▸ **Required task**:
All records below must be retyped exactly.

[Segmentation labeling items]

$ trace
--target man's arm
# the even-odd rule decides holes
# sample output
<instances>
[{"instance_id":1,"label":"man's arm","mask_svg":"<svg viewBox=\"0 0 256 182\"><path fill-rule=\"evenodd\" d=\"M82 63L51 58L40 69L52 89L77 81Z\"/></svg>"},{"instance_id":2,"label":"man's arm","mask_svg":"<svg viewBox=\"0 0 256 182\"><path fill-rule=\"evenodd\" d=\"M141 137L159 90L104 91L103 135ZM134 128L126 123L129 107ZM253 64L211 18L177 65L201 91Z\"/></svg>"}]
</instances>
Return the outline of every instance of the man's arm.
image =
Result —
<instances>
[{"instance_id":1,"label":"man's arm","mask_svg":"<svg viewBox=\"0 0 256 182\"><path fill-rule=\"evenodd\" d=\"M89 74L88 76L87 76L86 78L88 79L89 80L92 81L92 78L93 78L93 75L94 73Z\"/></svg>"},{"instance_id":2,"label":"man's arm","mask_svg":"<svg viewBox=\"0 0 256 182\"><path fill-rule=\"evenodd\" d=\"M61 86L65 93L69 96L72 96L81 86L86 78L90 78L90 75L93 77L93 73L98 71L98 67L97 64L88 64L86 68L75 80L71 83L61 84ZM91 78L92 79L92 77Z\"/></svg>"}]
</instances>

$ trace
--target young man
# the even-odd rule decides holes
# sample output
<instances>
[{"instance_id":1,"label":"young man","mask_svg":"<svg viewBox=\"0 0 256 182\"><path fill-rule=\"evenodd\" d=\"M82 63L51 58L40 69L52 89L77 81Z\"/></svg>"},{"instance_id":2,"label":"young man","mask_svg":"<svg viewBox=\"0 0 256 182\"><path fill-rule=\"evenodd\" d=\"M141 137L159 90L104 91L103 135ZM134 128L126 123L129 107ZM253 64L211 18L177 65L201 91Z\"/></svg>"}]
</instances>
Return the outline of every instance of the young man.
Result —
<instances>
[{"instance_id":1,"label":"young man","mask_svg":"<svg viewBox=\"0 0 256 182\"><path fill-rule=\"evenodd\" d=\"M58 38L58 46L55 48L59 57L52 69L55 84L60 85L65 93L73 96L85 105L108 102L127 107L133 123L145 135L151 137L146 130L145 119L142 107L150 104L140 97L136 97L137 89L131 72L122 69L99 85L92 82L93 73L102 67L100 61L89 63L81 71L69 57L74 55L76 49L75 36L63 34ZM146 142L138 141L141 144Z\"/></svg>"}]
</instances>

▸ **Reply to the task**:
$ trace
--target man's arm
# the even-odd rule decides holes
# sample output
<instances>
[{"instance_id":1,"label":"man's arm","mask_svg":"<svg viewBox=\"0 0 256 182\"><path fill-rule=\"evenodd\" d=\"M82 63L51 58L40 69L52 89L77 81Z\"/></svg>"},{"instance_id":2,"label":"man's arm","mask_svg":"<svg viewBox=\"0 0 256 182\"><path fill-rule=\"evenodd\" d=\"M141 137L159 90L104 91L103 135ZM134 128L126 123L129 107ZM253 64L211 18L177 65L201 91Z\"/></svg>"}]
</instances>
Return the outline of every instance of the man's arm.
image =
Result —
<instances>
[{"instance_id":1,"label":"man's arm","mask_svg":"<svg viewBox=\"0 0 256 182\"><path fill-rule=\"evenodd\" d=\"M89 74L88 76L87 76L86 78L88 79L89 80L92 81L92 78L93 78L93 75L94 73Z\"/></svg>"},{"instance_id":2,"label":"man's arm","mask_svg":"<svg viewBox=\"0 0 256 182\"><path fill-rule=\"evenodd\" d=\"M61 86L65 93L69 96L72 96L81 86L86 78L90 78L90 75L93 77L93 73L98 71L98 67L97 64L88 64L86 68L75 80L71 83L61 84ZM91 78L92 79L92 77Z\"/></svg>"}]
</instances>

$ trace
--target young man
# the even-odd rule decides holes
# sample output
<instances>
[{"instance_id":1,"label":"young man","mask_svg":"<svg viewBox=\"0 0 256 182\"><path fill-rule=\"evenodd\" d=\"M82 63L51 58L40 69L52 89L77 81Z\"/></svg>"},{"instance_id":2,"label":"young man","mask_svg":"<svg viewBox=\"0 0 256 182\"><path fill-rule=\"evenodd\" d=\"M141 137L159 90L104 91L103 135ZM134 128L126 123L129 107ZM253 64L211 18L177 65L201 91Z\"/></svg>"}]
</instances>
Return the outline of every instance of the young man.
Result —
<instances>
[{"instance_id":1,"label":"young man","mask_svg":"<svg viewBox=\"0 0 256 182\"><path fill-rule=\"evenodd\" d=\"M58 38L58 46L55 48L59 57L52 69L55 84L60 85L65 93L73 96L85 105L108 102L127 107L133 123L145 135L151 137L146 130L145 119L142 107L150 104L140 97L136 97L137 89L131 72L122 69L99 85L92 82L93 73L102 67L100 61L89 63L81 71L69 57L74 55L76 49L75 36L63 34ZM146 142L138 141L141 144Z\"/></svg>"}]
</instances>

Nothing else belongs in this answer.